**What needs to be done:**
Gather every line in the material below that contains the word "dial", copying each one unchanged.

**Exercise data:**
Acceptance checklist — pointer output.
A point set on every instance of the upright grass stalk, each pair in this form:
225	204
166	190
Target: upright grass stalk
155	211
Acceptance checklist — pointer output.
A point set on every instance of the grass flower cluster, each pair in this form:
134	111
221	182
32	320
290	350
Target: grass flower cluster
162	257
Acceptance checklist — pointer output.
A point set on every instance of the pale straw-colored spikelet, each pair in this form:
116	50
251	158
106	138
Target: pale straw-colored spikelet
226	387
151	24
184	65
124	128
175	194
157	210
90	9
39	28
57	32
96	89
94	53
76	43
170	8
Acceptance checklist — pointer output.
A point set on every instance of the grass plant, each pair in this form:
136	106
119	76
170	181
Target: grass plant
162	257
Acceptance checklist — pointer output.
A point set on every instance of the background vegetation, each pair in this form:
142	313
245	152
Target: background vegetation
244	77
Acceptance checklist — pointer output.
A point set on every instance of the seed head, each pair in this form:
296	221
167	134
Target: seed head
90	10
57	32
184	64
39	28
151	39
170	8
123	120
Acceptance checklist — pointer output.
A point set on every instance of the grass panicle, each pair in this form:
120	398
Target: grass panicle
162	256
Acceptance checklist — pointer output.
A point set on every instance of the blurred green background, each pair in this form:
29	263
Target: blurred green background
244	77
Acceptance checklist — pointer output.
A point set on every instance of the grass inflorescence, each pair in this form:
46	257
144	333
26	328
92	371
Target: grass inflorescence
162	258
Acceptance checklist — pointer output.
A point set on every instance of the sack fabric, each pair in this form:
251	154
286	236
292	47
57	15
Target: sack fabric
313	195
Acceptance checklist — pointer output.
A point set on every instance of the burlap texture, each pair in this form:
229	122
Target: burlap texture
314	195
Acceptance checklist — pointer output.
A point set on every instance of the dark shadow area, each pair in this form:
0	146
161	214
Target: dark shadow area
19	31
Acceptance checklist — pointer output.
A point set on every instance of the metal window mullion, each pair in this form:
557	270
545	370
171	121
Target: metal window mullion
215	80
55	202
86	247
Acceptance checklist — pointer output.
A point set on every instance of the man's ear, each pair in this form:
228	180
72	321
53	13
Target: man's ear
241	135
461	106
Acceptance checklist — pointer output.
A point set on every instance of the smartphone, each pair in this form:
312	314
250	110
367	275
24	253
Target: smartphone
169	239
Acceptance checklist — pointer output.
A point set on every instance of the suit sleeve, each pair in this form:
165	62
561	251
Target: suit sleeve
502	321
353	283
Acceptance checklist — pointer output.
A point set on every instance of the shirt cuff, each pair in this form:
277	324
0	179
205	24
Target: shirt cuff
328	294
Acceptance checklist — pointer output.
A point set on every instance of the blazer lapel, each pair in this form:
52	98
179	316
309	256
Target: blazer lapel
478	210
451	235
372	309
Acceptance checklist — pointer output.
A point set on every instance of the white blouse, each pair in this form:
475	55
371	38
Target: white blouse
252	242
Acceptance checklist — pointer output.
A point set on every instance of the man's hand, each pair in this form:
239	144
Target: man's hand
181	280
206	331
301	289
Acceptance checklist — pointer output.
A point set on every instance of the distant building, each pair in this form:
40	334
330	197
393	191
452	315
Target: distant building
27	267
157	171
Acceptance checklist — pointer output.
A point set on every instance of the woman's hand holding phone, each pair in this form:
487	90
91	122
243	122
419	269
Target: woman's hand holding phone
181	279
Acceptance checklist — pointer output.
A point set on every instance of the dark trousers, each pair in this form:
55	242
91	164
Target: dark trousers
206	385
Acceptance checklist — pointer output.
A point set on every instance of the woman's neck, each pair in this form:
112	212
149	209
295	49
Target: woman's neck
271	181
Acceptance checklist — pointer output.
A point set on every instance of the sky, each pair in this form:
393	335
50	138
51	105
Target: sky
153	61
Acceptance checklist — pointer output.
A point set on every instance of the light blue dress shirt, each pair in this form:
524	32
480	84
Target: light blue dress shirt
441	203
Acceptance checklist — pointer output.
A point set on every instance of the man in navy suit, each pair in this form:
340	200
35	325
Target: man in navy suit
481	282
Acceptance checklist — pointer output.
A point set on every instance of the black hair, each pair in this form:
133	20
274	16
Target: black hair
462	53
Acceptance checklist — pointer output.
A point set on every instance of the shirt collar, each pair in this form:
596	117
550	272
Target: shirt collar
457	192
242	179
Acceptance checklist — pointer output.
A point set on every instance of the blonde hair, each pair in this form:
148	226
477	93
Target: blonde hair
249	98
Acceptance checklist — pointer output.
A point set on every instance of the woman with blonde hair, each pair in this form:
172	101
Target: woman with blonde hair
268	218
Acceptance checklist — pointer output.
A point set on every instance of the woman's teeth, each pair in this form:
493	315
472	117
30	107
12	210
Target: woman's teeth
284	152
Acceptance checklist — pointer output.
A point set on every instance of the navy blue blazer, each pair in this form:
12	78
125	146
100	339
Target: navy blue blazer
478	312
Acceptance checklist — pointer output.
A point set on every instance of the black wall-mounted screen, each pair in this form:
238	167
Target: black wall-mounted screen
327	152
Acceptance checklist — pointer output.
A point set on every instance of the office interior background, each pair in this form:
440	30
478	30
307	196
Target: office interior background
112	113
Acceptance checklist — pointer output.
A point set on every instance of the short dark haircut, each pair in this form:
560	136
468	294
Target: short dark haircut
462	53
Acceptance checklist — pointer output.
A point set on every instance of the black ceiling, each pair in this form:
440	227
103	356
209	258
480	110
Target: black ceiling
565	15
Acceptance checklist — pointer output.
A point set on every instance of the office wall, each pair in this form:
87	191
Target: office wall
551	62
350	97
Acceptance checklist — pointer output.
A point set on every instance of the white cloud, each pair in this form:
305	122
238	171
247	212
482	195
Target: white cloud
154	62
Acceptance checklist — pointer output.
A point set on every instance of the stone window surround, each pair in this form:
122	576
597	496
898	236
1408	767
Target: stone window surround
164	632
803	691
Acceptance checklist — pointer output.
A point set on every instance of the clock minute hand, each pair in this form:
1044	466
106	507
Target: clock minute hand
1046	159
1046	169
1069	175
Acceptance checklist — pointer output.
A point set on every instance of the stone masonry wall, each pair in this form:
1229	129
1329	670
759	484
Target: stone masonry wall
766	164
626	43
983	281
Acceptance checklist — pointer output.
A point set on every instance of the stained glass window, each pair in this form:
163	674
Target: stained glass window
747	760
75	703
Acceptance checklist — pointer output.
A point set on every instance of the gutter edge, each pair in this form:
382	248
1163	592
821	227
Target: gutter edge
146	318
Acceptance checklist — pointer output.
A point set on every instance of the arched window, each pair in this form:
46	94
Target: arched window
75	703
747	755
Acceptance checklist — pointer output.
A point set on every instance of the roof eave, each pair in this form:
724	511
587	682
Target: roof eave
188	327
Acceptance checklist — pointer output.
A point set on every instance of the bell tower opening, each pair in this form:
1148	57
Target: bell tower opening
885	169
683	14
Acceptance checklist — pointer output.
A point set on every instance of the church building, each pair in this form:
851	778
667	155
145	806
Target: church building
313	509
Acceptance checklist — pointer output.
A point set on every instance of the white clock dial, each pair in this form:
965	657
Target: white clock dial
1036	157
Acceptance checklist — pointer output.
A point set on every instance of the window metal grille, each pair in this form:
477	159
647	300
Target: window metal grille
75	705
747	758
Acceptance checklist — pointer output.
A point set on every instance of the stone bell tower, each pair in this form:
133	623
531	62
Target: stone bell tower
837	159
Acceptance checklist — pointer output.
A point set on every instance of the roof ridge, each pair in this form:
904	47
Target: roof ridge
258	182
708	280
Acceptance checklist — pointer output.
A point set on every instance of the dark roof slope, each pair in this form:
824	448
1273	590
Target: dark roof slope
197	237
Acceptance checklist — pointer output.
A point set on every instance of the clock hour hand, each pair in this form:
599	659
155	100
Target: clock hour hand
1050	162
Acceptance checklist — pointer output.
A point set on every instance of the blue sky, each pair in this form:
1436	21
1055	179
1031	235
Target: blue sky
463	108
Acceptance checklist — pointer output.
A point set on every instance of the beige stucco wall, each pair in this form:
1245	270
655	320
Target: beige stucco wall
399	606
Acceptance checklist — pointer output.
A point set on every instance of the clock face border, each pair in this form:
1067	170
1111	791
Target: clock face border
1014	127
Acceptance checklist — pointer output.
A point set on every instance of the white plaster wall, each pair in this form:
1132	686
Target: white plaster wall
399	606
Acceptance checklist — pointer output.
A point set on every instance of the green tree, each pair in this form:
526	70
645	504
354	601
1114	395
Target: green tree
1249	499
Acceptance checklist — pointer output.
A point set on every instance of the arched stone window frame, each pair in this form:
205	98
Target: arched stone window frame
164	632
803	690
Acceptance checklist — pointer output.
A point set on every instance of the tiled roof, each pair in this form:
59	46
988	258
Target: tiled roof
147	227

**The reply:**
A point set on every instance of the white clock dial, each pair in this form:
Target: white clock dial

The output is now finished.